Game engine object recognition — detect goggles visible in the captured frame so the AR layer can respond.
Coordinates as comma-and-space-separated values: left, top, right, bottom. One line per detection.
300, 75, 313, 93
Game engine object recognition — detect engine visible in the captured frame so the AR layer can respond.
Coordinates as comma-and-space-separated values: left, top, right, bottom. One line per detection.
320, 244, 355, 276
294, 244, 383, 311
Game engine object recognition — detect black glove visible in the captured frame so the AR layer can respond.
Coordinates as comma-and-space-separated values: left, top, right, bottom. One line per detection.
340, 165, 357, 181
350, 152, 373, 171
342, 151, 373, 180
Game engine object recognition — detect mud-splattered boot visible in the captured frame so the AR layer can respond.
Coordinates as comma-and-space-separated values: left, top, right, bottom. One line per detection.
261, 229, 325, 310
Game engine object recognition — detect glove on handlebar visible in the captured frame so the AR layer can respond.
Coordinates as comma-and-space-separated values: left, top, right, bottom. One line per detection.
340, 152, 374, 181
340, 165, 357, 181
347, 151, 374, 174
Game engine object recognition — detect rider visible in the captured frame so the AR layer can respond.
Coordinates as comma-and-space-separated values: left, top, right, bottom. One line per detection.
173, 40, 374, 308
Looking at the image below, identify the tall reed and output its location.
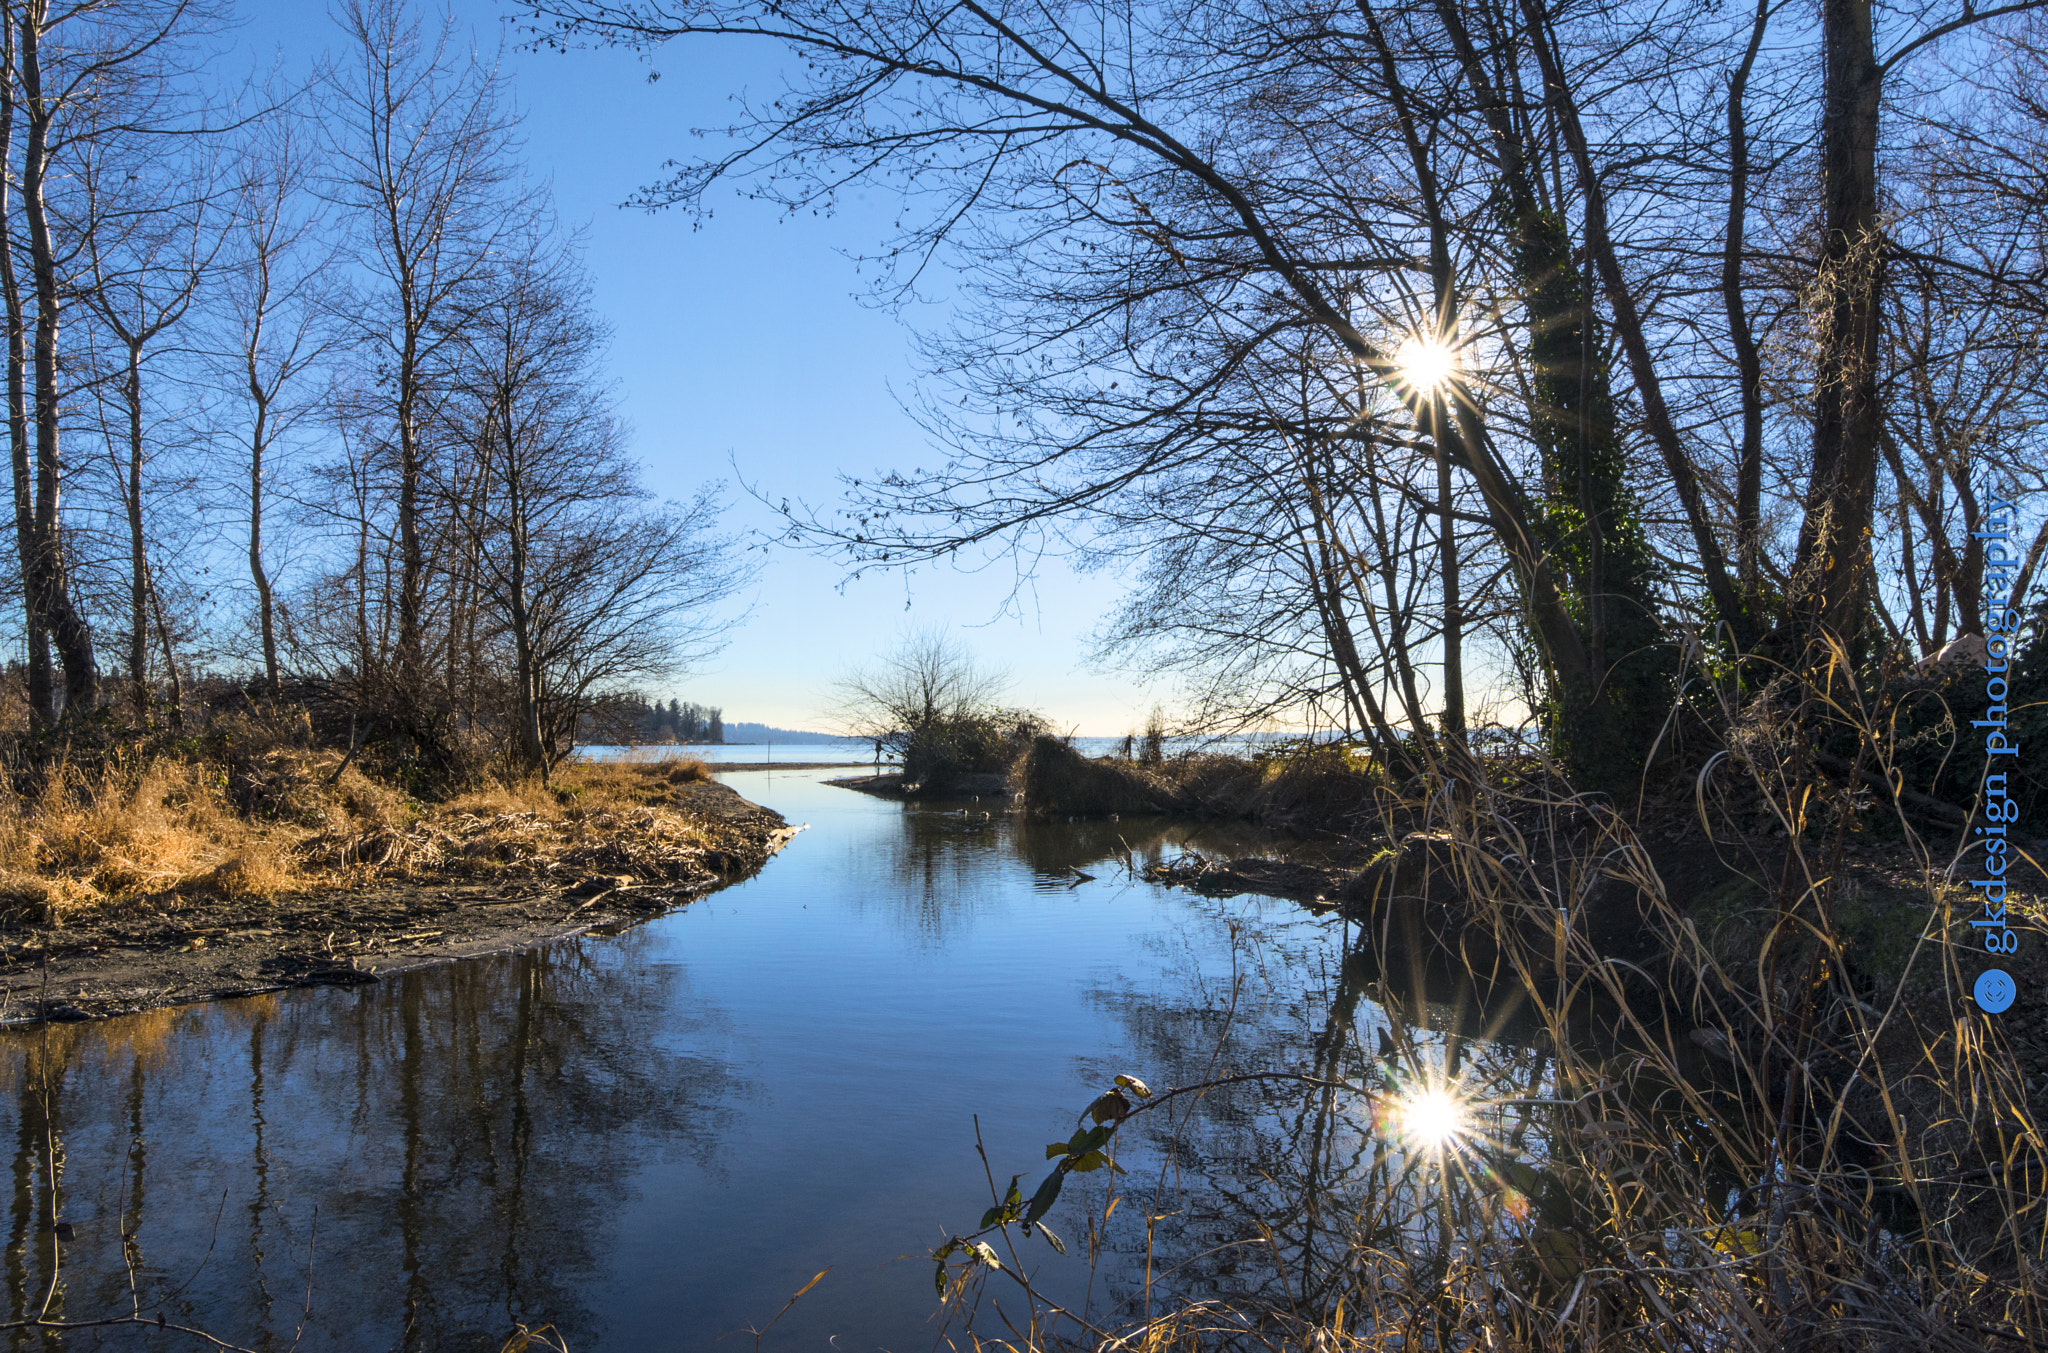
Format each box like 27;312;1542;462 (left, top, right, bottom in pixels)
935;642;2044;1351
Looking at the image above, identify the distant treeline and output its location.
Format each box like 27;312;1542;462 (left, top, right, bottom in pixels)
723;722;851;745
587;699;725;744
638;700;729;745
569;704;854;746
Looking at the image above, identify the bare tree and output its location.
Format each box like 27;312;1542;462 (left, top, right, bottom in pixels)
829;628;1038;782
322;0;526;697
525;0;2048;789
0;0;232;725
220;96;336;692
438;232;748;779
80;131;227;721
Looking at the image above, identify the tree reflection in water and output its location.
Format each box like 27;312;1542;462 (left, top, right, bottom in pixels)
854;793;1328;946
836;790;1565;1339
0;783;1568;1351
0;932;746;1351
1058;900;1562;1335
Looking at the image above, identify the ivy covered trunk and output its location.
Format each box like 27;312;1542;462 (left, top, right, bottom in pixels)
1512;207;1670;792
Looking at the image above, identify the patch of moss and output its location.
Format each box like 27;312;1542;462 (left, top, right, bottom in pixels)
1830;883;1933;994
1686;876;1767;967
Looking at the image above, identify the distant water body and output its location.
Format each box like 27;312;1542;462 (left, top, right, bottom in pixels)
585;735;1294;766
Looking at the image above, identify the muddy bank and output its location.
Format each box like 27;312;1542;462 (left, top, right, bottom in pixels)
1149;829;2048;1092
828;770;1012;799
0;779;797;1024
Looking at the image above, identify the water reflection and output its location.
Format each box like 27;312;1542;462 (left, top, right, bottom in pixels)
858;795;1329;943
1063;905;1564;1332
0;773;1562;1350
0;934;745;1350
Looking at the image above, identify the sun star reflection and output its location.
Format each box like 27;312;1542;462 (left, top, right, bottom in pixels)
1397;1083;1471;1151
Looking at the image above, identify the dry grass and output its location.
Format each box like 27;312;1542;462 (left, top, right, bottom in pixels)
0;747;727;927
0;758;299;920
1022;738;1397;837
940;647;2047;1351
───
- **Task directions**:
Since only the text is wanted, repeat all the records above exactly and omit the pictures.

- **Exercise result**:
Game engine object recognition — detect goggles visible in the captured frame so the AR layer can respond.
Coordinates as comma-and-space-separated values: left, top, right, bottom. One line per detection.
300, 75, 313, 93
Game engine object recognition — detect engine visible in the captured frame so the AR layer can respond.
Coordinates as comma-and-space-separated values: left, top, right, bottom. One line per detection.
320, 244, 355, 276
294, 244, 383, 311
Game engine object recognition — detect black glove visible in the captured frame so the AR layer can respond.
Coordinates as comma-and-space-separated values: left, top, right, bottom. One line per detection.
340, 165, 357, 181
350, 152, 373, 171
342, 151, 373, 180
Game engine object recognition — detect mud-splattered boot visible in the captured frame so the AR layer can respond.
Coordinates as comma-and-space-separated values: left, top, right, bottom. One line per detection.
261, 229, 325, 310
Game engine object recognition — detect glove on handlebar visible in the captured frame so the AR layer can respond.
Coordinates as comma-and-space-separated values: left, top, right, bottom. One line per detection.
340, 152, 374, 181
340, 165, 357, 181
347, 151, 374, 174
Game engine object recognition — detect rider visible in the captured frame so the AR layer can respond.
Coordinates as comma-and-space-separated values: left, top, right, bottom. One line per detection.
173, 40, 374, 308
Looking at the image below, identify the tall reed and output its location.
Format each box like 27;312;1542;462 (left, top, right, bottom in pixels)
935;642;2044;1351
Looking at the image above, identify the distant treeline and output its location.
Format each box like 27;312;1542;462 (left, top, right, bottom in pixels)
723;722;851;745
587;699;725;744
638;700;729;745
569;704;854;746
Looking at the image above, identify the bare tree and output its location.
Format each box like 27;312;1542;462 (left, top, right, bottom in pixels)
829;628;1038;782
322;0;526;697
525;0;2048;789
0;0;232;725
220;96;336;692
438;232;748;779
80;131;227;721
Looking at the image above, identify the tree reflection in water and output its location.
Format each box like 27;312;1542;462 (left, top, right, bottom in pixels)
854;793;1328;946
836;790;1565;1339
0;783;1568;1351
0;932;746;1351
1058;900;1562;1335
Looking at the image above, identify the ivy covered trunk and output its location.
Format each box like 27;312;1542;462 (left, top, right, bottom in pixels)
1512;207;1670;792
Looking at the image above, identify the patch of moss and output its location.
Format each box like 27;312;1542;462 (left, top, right, bottom in pixels)
1830;883;1933;994
1686;876;1767;967
Looking at the image above, identify the distant water body and output its location.
Format each box like 27;312;1542;462 (left, top, right, bottom in pixels)
585;735;1294;766
Looking at the image above, identify the muddy bank and output its location.
Format each box like 27;312;1542;462 (left, top, right, bottom in pixels)
1149;829;2048;1092
828;770;1012;799
0;779;797;1024
Looking at the image above, identify the water reflection and output its location.
Format each box like 27;312;1542;462 (left, top, right, bottom in pixels)
858;795;1329;943
1063;905;1564;1332
0;773;1562;1350
0;934;745;1350
Looking at the image above, identify the sun star reflection and output its location.
Format each box like 27;312;1542;462 (left, top, right, bottom in pixels)
1397;1083;1471;1151
Looking at the image above, identify the dry grass and output its location.
Format each box like 27;312;1542;462 (left, top, right, bottom in pixels)
0;747;727;927
0;758;299;920
1022;738;1397;837
940;647;2047;1351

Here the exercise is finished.